*SOURCE DATA*:
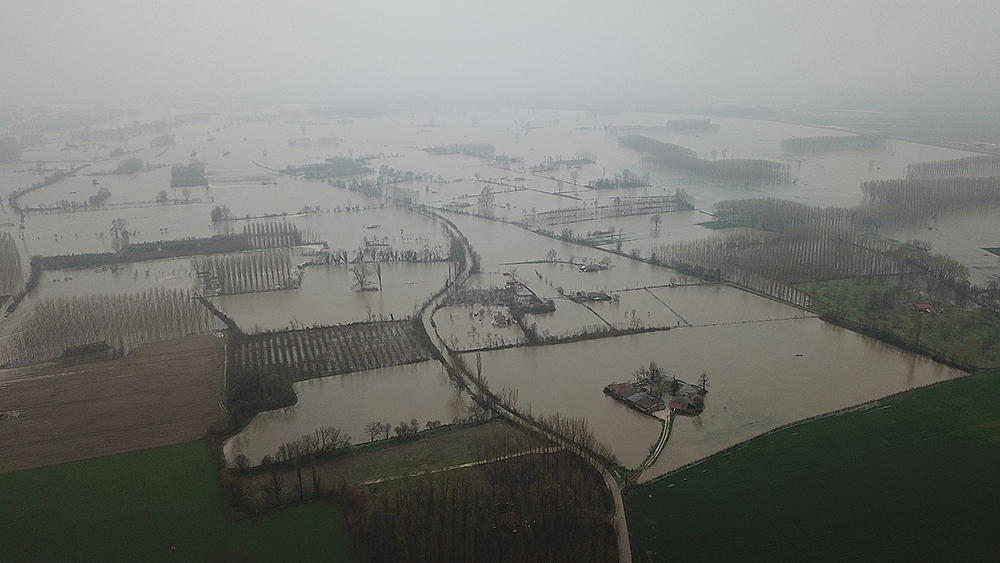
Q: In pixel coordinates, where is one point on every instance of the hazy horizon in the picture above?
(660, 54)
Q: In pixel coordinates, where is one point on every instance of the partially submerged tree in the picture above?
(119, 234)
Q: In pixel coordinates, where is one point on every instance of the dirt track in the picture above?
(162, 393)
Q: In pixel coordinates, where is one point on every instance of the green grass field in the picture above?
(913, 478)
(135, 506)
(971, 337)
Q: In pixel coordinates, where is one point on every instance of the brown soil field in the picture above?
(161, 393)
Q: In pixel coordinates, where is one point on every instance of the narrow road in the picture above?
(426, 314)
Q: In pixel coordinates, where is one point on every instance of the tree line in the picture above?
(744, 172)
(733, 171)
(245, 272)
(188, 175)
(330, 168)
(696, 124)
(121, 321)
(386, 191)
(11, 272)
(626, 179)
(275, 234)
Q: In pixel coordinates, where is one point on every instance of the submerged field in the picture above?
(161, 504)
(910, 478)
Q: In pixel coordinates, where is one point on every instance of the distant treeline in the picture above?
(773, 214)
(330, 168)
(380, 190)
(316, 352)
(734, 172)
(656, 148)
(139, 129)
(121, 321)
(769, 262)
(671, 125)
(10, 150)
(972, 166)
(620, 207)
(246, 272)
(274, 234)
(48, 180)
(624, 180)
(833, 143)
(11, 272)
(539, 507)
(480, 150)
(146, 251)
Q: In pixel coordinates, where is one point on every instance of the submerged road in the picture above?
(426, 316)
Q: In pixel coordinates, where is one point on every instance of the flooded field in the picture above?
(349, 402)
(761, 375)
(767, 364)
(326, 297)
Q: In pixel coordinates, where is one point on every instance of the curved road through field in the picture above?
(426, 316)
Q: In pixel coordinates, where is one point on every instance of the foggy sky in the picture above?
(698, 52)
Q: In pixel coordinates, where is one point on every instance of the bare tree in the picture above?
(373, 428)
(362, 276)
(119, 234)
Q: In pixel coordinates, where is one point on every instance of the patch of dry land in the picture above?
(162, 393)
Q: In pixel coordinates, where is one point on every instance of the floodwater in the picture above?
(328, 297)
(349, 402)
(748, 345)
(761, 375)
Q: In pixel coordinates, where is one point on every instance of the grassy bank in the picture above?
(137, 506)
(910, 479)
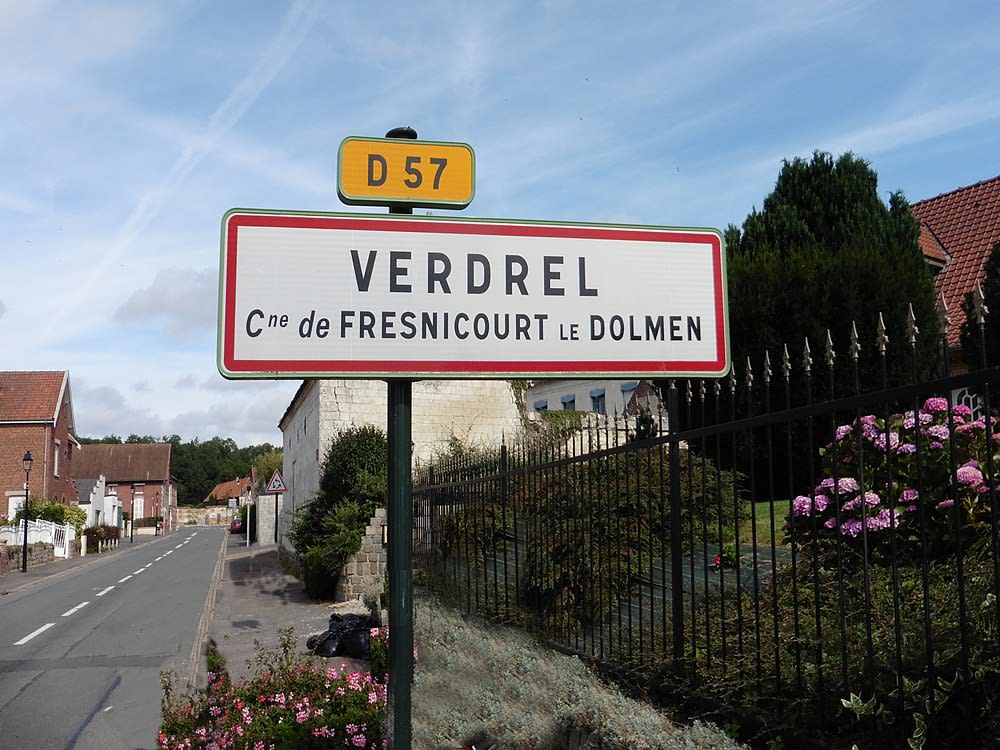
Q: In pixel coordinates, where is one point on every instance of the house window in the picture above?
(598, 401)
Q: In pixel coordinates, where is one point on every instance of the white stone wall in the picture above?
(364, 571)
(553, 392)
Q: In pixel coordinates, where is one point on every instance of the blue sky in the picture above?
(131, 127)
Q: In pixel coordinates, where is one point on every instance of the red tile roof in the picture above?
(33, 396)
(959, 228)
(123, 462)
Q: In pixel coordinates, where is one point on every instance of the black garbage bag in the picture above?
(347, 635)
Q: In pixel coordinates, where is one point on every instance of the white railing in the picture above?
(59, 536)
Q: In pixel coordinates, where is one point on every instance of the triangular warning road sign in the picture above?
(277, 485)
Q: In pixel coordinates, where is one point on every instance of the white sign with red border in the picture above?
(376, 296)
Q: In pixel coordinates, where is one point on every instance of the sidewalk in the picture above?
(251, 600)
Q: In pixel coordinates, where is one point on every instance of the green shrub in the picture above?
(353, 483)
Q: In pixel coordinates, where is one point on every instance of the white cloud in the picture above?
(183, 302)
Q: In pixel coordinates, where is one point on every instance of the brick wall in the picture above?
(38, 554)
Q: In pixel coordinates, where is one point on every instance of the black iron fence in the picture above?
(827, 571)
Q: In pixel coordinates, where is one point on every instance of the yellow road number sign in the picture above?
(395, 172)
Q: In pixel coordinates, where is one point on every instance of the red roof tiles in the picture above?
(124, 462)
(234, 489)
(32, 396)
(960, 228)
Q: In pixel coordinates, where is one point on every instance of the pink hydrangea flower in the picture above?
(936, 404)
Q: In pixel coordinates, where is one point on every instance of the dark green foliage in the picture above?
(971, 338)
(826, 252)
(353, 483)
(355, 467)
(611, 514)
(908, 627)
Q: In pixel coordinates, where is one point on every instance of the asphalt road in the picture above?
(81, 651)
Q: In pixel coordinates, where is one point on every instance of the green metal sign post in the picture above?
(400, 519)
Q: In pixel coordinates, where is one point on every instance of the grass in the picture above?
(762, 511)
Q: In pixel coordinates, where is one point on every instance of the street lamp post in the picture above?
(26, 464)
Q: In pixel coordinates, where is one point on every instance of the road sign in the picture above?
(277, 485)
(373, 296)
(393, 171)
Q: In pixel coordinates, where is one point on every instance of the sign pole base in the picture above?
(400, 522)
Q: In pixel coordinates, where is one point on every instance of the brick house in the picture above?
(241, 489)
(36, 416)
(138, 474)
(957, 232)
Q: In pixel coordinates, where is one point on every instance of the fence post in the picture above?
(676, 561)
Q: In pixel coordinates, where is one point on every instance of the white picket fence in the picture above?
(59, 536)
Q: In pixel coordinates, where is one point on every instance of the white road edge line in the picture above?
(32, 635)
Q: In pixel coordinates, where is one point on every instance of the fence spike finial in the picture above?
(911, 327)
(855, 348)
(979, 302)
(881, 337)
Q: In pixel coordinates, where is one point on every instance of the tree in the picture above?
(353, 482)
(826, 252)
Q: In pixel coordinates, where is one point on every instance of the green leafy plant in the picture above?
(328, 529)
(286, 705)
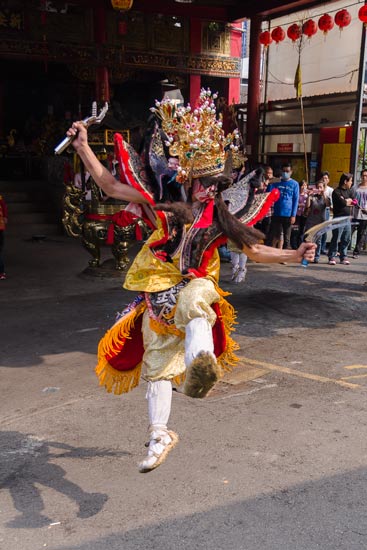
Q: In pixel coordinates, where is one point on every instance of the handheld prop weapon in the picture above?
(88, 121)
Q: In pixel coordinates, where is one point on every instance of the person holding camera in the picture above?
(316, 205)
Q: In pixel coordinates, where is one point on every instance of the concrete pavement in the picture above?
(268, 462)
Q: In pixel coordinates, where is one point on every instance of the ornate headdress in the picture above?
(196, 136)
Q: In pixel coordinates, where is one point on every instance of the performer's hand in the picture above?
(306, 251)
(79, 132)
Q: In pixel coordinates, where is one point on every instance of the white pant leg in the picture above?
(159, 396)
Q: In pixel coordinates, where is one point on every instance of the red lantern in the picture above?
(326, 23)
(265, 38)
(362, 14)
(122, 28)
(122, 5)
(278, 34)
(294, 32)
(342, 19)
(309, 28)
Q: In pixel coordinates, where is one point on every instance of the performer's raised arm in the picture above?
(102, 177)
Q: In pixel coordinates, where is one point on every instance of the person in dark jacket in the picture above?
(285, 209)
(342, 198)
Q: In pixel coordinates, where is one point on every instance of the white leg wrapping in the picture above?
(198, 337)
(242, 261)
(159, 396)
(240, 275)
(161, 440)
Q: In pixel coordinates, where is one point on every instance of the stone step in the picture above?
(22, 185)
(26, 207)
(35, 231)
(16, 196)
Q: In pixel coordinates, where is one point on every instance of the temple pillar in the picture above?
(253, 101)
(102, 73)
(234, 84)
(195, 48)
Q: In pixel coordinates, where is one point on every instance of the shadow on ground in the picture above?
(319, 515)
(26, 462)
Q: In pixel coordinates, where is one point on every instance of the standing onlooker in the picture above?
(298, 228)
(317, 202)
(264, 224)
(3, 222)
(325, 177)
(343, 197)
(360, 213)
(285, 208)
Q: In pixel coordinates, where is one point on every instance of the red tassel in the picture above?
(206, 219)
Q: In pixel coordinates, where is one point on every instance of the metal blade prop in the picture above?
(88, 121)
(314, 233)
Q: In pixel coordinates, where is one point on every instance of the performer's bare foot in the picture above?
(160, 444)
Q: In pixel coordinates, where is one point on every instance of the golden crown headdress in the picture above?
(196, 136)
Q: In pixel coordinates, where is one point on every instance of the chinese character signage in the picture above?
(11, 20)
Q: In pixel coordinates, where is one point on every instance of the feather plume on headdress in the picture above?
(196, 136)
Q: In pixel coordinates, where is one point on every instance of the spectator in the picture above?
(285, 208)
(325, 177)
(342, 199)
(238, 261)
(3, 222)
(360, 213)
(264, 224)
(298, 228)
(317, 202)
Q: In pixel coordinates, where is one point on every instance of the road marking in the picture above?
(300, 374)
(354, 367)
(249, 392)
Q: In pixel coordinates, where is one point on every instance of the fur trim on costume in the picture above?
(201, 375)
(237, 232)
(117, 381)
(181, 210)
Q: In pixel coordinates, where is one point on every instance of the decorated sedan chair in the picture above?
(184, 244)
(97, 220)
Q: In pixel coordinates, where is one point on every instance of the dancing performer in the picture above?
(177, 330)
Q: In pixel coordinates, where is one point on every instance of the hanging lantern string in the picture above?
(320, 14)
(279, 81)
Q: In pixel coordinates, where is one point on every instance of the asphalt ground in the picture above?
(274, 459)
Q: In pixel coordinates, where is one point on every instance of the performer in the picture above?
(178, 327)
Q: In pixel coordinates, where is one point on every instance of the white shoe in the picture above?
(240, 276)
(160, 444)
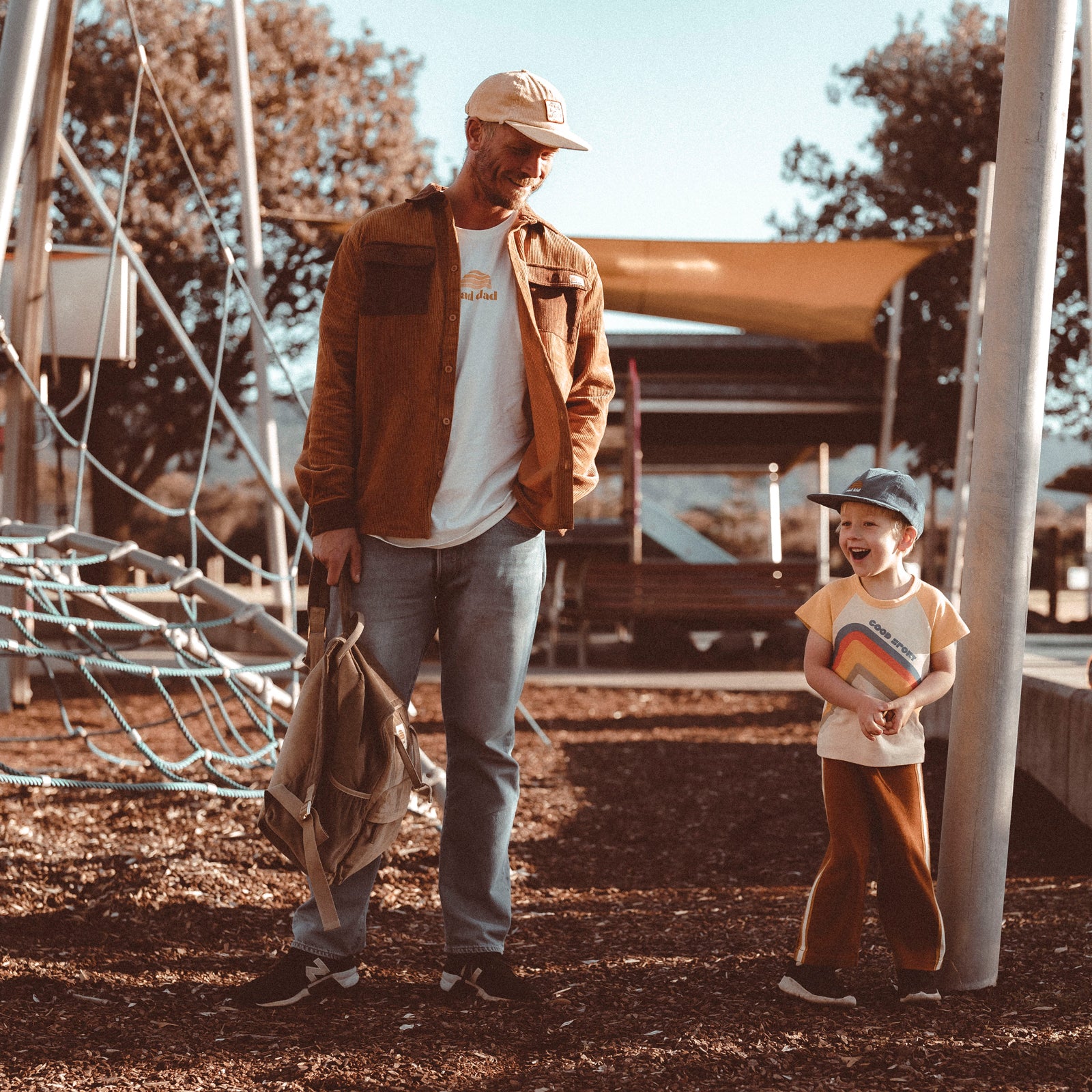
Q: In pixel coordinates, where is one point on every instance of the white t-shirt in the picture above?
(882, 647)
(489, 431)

*PROMPT*: Copy the lines of the material word for word, starting at the line that contains "t-shirt in the picture above?" and continuing through the end of the material, both ends included.

*TASK SOLUTION*:
Q: In pixel coordinates, where is one point on every instance of the white t-shirt in the picture above?
(882, 647)
(489, 431)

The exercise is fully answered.